(Object location annotation records)
"""
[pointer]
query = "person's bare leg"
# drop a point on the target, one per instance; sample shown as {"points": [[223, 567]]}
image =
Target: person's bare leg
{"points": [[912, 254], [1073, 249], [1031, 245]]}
"""
"""
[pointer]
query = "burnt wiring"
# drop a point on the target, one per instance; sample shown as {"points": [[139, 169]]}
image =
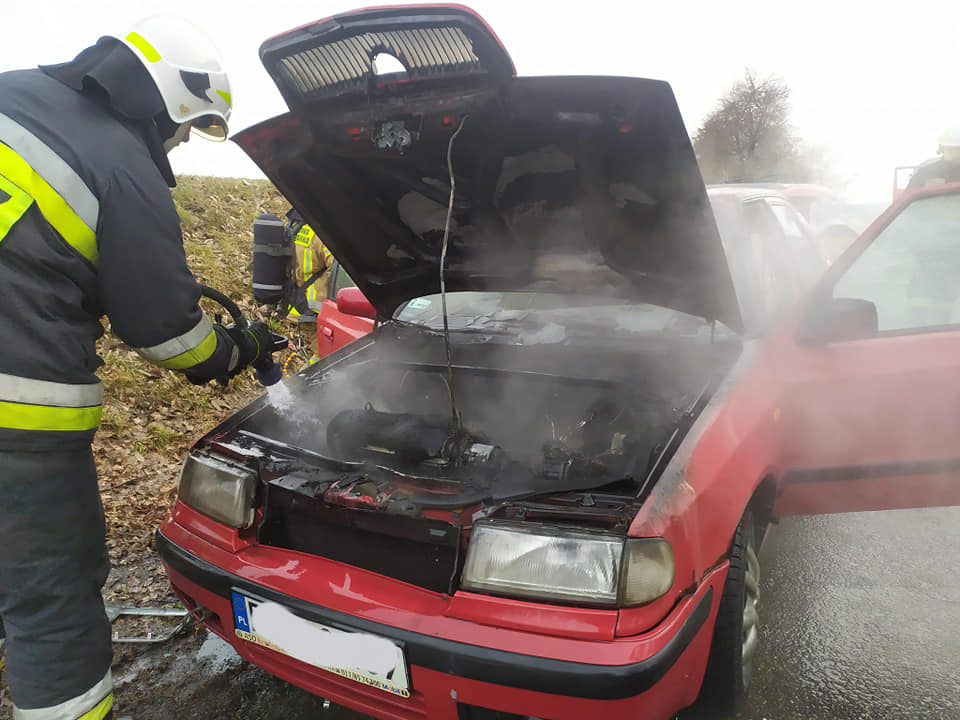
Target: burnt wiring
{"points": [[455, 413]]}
"""
"""
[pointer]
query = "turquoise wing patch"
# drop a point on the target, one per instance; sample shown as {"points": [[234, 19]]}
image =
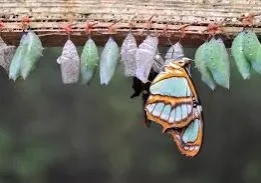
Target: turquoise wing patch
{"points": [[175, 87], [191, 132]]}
"""
▶ _CHALLENGE_:
Count how many lines in the entries above contain the string "query", treating uppercase and lowercase letters as different. Reply with the number alone.

▶ _SOLUTION TO THIS EXERCISE_:
3